January 14, 2019 by lindseyadventures in Uncategorized

It's been 15 weeks and 1 day since I've last sat down to blog.

If I'm honest with myself, it's because I'm afraid. Writing for me is where I realize my feelings, where life is breathed into the quiet, yet persistent subconscious thoughts that usually stay tucked in my mind until I let them out. 15 weeks and 1 day piled up, pushing and begging to be free, to be released and make room for quiet and rest.

I'm afraid of what that release will look like tonight. So much more change has happened since the end of September and I think I've avoided writing about it as a coping mechanism.

Writing isn't my coping. Writing is my vulnerability.

And I wasn't quite ready to be vulnerable. I don't actually know if I'm ready now, but there comes a point when there isn't much choice; it just is time.

It is critical of me to say it, but it feels real: I knew some of it was too good to be true.

In the blink of an eye, I lost someone so important to me in October. Her impact was so vast, so profound, so authentic, that her death was felt in the depths of our hearts. Losing her was like getting the wind knocked out of us; "us" being the thousands that were seen by, loved, encouraged, fed, and cared for by her.

There is so much that I could say, but I still don't think I am ready to breathe life into that space yet. It's too painful.

In looking back over past text messages and conversations, I forgot that she told me that I need to keep blogging. I think I forgot because I intended for my blog to be a place for me, and if it happened to mean something for someone else, that would be a gift, but it couldn't be (and can't be) my motivation. It strips this of the joy (and the pain) and the purpose of this sacred space.

At the time, the comment was taken as thoughtful encouragement, but it didn't hold the weight that it does now as I read it again. I now realize that in that moment 4 years ago, she saw me, saw something that was within me, and was calling it out.  

To blog again after losing her and reading those words, it is sacred. It carries deep meaning for me and so flippantly typing words on a screen just to say that I maintained my commitment to blog more consistently felt like it would be disgraceful. She deserves more from me, to honor what she saw in me to "develop my gifts", to honor each of you and to honor myself.

I shouldn't be surprised that over the past 15 weeks and 1 day, in the midst of some exciting transitions something devastating would happen. For a moment, for a short season, I just wanted the good to be good and to not have to just survive (or escape) to get through to the next good thing. I wanted to hold on and celebrate right there, in the present, and to avoid another stint in which I experienced the loss of something or someone.

This is likely not a surprise to any of you, but I think I am finally coming to realize that that is impossible.

Task directions:
Revise the blog post from "If I'm honest" up to and including "to be true.", putting "insistent" in place of "persistent". The material after the blog post plays no role here.

Listed entries:
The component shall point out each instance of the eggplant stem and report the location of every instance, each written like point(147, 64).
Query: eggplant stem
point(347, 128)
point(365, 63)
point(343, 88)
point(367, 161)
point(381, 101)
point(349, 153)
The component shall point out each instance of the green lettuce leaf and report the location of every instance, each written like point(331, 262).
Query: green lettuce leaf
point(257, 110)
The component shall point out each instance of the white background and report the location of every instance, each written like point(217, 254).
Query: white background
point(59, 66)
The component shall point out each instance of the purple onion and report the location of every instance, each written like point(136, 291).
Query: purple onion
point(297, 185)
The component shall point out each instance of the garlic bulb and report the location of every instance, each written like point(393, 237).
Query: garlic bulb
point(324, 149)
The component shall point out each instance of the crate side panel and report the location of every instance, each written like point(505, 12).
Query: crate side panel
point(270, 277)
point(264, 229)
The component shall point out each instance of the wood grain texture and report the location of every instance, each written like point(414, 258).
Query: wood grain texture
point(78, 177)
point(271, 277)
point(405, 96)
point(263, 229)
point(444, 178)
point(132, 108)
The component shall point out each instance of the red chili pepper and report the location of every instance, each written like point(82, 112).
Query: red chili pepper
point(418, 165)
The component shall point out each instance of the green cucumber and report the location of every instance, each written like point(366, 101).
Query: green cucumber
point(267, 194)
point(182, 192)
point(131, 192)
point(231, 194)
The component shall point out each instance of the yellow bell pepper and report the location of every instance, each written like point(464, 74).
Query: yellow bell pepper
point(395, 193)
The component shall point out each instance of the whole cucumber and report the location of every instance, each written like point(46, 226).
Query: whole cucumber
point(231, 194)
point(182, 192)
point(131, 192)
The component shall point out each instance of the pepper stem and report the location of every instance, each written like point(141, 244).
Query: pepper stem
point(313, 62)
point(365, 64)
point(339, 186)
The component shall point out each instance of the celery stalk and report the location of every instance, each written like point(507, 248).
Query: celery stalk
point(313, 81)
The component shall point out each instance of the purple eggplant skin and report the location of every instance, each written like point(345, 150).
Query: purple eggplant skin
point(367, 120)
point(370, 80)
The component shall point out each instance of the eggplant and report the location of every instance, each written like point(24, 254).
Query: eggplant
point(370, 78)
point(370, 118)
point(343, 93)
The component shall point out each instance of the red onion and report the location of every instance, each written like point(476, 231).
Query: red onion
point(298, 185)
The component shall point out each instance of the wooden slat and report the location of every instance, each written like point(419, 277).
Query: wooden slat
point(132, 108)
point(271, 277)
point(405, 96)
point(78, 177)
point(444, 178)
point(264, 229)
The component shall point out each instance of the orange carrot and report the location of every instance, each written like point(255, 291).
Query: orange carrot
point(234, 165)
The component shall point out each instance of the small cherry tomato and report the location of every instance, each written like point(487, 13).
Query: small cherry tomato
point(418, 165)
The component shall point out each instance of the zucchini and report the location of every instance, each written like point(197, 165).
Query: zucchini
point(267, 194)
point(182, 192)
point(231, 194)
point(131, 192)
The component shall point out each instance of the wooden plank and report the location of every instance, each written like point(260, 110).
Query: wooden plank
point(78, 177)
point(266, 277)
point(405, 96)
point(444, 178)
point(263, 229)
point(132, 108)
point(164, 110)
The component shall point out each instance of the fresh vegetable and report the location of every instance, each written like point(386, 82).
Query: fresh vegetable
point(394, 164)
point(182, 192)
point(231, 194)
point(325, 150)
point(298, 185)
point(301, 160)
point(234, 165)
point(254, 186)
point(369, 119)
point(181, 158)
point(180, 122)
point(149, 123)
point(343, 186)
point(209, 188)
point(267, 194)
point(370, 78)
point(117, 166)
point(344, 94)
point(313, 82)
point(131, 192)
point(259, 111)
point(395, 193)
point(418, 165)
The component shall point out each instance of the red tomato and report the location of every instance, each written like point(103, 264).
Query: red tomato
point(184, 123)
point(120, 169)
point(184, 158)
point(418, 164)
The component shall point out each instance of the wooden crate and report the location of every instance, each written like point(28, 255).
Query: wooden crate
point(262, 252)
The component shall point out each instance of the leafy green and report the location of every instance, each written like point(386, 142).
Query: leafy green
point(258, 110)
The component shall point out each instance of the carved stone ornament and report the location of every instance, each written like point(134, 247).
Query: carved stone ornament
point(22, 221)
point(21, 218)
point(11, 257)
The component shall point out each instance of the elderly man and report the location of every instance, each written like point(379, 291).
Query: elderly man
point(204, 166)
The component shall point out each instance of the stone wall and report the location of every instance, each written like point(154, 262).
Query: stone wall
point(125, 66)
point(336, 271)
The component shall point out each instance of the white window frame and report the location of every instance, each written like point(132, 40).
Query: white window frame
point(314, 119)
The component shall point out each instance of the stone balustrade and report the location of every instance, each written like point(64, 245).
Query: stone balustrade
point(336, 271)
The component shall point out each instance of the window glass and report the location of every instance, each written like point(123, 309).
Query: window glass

Answer to the problem:
If I'm honest with myself, it's because I'm afraid. Writing for me is where I realize my feelings, where life is breathed into the quiet, yet insistent subconscious thoughts that usually stay tucked in my mind until I let them out. 15 weeks and 1 day piled up, pushing and begging to be free, to be released and make room for quiet and rest.

I'm afraid of what that release will look like tonight. So much more change has happened since the end of September and I think I've avoided writing about it as a coping mechanism.

Writing isn't my coping. Writing is my vulnerability.

And I wasn't quite ready to be vulnerable. I don't actually know if I'm ready now, but there comes a point when there isn't much choice; it just is time.

It is critical of me to say it, but it feels real: I knew some of it was too good to be true.